→ DOCUMENT EXCERPT
[PATCH v14 3/5] drm/xe/guc: Add capture size check in GuC log buffer
Dong, Zhanjun
zhanjun.dong at intel.com
Wed Jul 31 14:55:10 UTC 2024
See my comments below.
Regards,
Zhanjun Dong
On 2024-07-30 3:20 p.m., Teres Alexis, Alan Previn wrote:
> On Wed, 2024-07-24 at 07:51 -0700, Zhanjun Dong wrote:
>> The capture-nodes is included in GuC log buffer, add the size check
>> for capture region in the whole GuC log buffer.
>> Add capture output size check before allocating the shared buffer.
>>
> alan: I think the use of the term "capture-nodes" above is not very clear,
> assuming the term "nodes" is per the meaning in the extraction patch.
> So perhaps a tweak to above first line:
> "Capture-nodes generated by GuC are placed in the GuC capture ring
> buffer which is a sub-region of the larger Guc-Log-buffer.
> Add capture output size check ....". >
>
>> Signed-off-by: Zhanjun Dong <zhanjun.dong at intel.com>
>> ---
>> drivers/gpu/drm/xe/abi/guc_log_abi.h | 20 ++++
>> drivers/gpu/drm/xe/xe_guc_capture.c | 83 ++++++++++++++-
>> drivers/gpu/drm/xe/xe_guc_log.c | 141 +++++++++++++++++++++++++-
>> drivers/gpu/drm/xe/xe_guc_log.h | 12 ++-
>> drivers/gpu/drm/xe/xe_guc_log_types.h | 15 +++
>> 5 files changed, 268 insertions(+), 3 deletions(-)
>> create mode 100644 drivers/gpu/drm/xe/abi/guc_log_abi.h
>>
...

→ SET OF TASKS
• 1. Answer these questions from the patch thread, one per line:
(a) How many files does the patch change, and how many insertions and deletions does it make?
(b) Which file does the patch newly create?
(c) According to the reviewer's suggested wording, where are the capture-nodes generated by GuC placed?
• 2. Using the patch thread, explain why the patch adds a size check for the capture region in the whole GuC log buffer.

→ EXTRACTED DATA
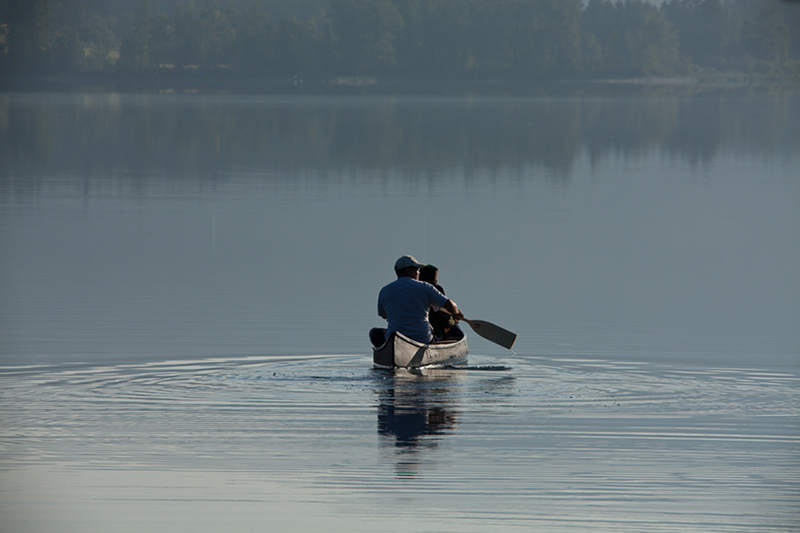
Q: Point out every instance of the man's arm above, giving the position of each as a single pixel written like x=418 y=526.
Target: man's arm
x=451 y=307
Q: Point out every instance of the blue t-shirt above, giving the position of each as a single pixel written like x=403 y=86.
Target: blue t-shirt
x=405 y=303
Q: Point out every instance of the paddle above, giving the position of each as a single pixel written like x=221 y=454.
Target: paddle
x=489 y=331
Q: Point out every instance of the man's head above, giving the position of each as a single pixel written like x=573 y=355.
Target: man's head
x=407 y=266
x=430 y=274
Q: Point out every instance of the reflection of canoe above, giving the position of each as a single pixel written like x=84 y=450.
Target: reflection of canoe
x=401 y=352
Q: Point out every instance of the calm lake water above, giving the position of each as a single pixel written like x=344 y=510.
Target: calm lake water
x=187 y=282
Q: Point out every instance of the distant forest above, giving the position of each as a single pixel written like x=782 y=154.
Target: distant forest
x=402 y=39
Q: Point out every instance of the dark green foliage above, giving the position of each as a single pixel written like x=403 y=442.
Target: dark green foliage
x=442 y=39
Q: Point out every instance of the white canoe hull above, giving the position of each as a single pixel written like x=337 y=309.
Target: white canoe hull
x=401 y=352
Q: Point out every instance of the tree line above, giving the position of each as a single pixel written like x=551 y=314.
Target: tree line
x=408 y=39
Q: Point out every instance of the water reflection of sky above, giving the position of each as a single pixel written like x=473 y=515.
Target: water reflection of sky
x=160 y=225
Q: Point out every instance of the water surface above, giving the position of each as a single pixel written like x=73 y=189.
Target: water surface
x=187 y=282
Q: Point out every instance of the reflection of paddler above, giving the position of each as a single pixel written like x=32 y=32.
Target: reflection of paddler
x=405 y=411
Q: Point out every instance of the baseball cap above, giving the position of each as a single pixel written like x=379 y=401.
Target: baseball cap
x=407 y=261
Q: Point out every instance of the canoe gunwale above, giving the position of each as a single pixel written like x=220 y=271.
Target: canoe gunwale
x=399 y=351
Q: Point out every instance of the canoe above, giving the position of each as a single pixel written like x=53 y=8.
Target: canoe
x=398 y=351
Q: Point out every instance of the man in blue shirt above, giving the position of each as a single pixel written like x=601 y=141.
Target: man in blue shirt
x=405 y=302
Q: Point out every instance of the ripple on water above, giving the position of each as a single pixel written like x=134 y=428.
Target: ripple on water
x=558 y=444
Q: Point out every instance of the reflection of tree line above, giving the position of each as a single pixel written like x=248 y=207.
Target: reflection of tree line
x=211 y=136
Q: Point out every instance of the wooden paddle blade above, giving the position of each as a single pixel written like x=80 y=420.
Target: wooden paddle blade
x=494 y=333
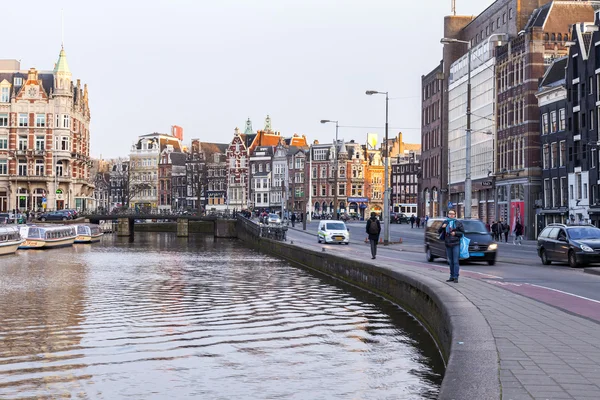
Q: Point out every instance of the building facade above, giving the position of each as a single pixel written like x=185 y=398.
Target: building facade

→ EXERCISE RESULTS
• 1.
(a) It changes 5 files, with 268 insertions and 3 deletions.
(b) drivers/gpu/drm/xe/abi/guc_log_abi.h
(c) In the GuC capture ring buffer, which is a sub-region of the larger Guc-Log-buffer.

• 2. The capture-nodes are included in the GuC log buffer, so the size of the capture region has to be checked within that whole buffer. The reviewer's suggested wording says the same thing more precisely: the nodes go into the GuC capture ring buffer, which is a sub-region of the larger Guc-Log-buffer.